#### Description of the task
Reproduce the data below, substituting "rectangle" for every occurrence of "bounding box" and keeping everything else identical.

Records from a dataset

------------------------------------------------------------

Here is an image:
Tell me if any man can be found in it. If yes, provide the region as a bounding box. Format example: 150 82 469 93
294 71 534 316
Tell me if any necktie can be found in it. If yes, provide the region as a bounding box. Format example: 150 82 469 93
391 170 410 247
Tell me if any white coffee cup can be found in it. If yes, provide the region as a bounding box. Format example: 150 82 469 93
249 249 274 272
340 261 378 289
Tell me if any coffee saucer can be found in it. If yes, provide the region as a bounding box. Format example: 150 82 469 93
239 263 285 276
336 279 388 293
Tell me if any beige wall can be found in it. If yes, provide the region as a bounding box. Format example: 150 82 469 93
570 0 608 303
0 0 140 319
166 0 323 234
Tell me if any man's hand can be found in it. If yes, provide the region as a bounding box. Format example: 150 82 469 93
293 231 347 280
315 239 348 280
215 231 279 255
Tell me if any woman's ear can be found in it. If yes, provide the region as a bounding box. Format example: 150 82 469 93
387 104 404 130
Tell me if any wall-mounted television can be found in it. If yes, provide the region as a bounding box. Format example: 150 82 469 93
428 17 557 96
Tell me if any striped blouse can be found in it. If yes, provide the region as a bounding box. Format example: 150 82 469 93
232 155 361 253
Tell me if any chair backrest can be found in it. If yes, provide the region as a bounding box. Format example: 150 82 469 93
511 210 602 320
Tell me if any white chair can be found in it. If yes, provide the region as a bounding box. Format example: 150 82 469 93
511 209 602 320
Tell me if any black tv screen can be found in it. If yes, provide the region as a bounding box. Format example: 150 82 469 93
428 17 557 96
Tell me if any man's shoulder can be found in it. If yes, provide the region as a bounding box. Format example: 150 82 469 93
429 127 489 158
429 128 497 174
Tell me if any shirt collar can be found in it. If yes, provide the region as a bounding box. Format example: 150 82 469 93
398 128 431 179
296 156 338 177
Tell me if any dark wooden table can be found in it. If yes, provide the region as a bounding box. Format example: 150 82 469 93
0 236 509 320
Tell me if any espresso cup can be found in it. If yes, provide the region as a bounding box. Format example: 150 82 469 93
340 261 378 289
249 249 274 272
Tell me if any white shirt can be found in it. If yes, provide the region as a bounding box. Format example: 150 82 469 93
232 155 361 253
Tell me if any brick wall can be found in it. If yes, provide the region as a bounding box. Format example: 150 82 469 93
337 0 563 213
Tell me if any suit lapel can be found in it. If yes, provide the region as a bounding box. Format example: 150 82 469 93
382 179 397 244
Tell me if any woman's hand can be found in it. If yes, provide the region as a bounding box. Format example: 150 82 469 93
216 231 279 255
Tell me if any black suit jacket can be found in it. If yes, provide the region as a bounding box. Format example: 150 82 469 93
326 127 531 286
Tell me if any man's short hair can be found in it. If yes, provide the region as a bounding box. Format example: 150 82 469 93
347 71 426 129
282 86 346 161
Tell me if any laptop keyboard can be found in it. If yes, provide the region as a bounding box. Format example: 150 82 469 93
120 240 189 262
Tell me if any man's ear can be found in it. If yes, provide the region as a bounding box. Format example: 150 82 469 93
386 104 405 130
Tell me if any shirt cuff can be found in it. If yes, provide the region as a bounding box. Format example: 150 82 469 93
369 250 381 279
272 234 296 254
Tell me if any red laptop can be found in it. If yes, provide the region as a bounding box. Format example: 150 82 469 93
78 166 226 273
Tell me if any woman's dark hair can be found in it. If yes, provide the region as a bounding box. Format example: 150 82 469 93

------------------------------------------------------------

#### Expected output
Here is an image:
Tell me if any man can be found in it. If yes, provide the region as a rectangle. Format example: 150 82 469 93
294 71 534 316
Tell me if any necktie can be found in it. If yes, provide the region as a rectangle. Format example: 150 82 469 93
391 170 410 247
Tell me if any white coffee cup can be found in it. If yes, provide the region as a rectangle. Format example: 150 82 469 93
249 249 274 272
340 261 378 289
Tell me if any coffee saucer can be found in it. If yes, provide the region as a rectangle. Format example: 150 82 469 93
239 263 285 276
336 279 388 293
Tell me if any beige wall can be found in it. If yes, provide the region as a rectangle. Format example: 150 82 469 93
570 0 608 303
0 0 140 319
166 0 323 234
Tell me if any man's hand can be found in it. If yes, provide the region as a rectangle. Format example: 150 82 469 93
293 231 347 280
315 239 348 280
215 231 279 255
Tell me if any woman's ear can be found in it. If yes, provide the region as a rectangle. Format example: 150 82 469 93
387 104 404 130
Tell me if any wall-mounted television can be found in it. If yes, provide the region as a rectangle. Format example: 150 82 469 93
428 17 557 96
Tell me if any striped blouse can be found in it. If yes, provide the region as a rectangle. Format example: 150 82 469 93
232 155 361 253
Tell me if any chair backrest can be found in it. If yes, provide the region as a rectangle. Format example: 150 82 469 93
511 210 602 320
Tell me if any white chair can be found in it. If yes, provide the region as a rectangle. Format example: 150 82 469 93
511 209 602 320
Tell me if any black tv screen can be found in it. If yes, provide the region as a rectangle. Format example: 150 82 469 93
428 17 557 96
Tell me if any man's shoulder can be found in it. If yes, provide the region as a rectangle. Format example: 150 82 469 93
429 127 489 158
429 128 497 174
Tell me if any shirt collar can be found in it. If yes, provide the region as a rectangle. Format example: 150 82 469 93
398 128 431 179
296 156 338 177
Tell me if any dark wooden table can be found in it. If yes, provide the region as a rectangle. Format example: 150 82 469 93
0 236 509 320
Tell me if any espresso cup can be found in it. If yes, provide the region as a rectangle. Format example: 150 82 469 93
340 261 378 289
249 249 274 272
Tell me if any white shirt can be found in it. If yes, provide the region as a rectangle. Format example: 150 82 469 93
232 155 361 253
Tell me if any brick wall can be found in it. If yes, provide the region as a rectangle. Format example: 150 82 469 93
337 0 563 213
Tell me if any suit lapel can be found in it. If yes, provide the region as a rectangle. Format example: 150 82 469 93
382 179 397 244
Tell me if any woman's hand can be found in it. If yes, provide the region as a rectangle. Format example: 150 82 469 93
216 231 279 255
Tell me if any black suit jacket can be found in it. If yes, provide the region as a rectangle. Format example: 150 82 469 93
326 127 531 286
Tell me if any man's short hair can be found in it. If yes, provide the region as a rectangle. Format example: 150 82 469 93
347 71 426 129
282 86 346 161
Tell me if any laptop keyboard can be found in it. If yes, provide the region as a rectangle. Format example: 150 82 469 93
120 240 189 262
Tell me if any man's ear can be found in it. If yes, provide the region as a rectangle. Format example: 150 82 469 93
386 104 405 130
Tell me if any shirt cuff can be found in it. If yes, provide the region as a rectangle. Format example: 150 82 469 93
369 250 381 279
272 234 296 254
Tell me if any red laptop can be found in it. If yes, provide the region as a rectangle. Format example: 150 82 469 93
78 166 226 273
Tell me if any woman's dark hair can be found in it. If yes, provide the region as a rectangle. Format example: 150 82 469 93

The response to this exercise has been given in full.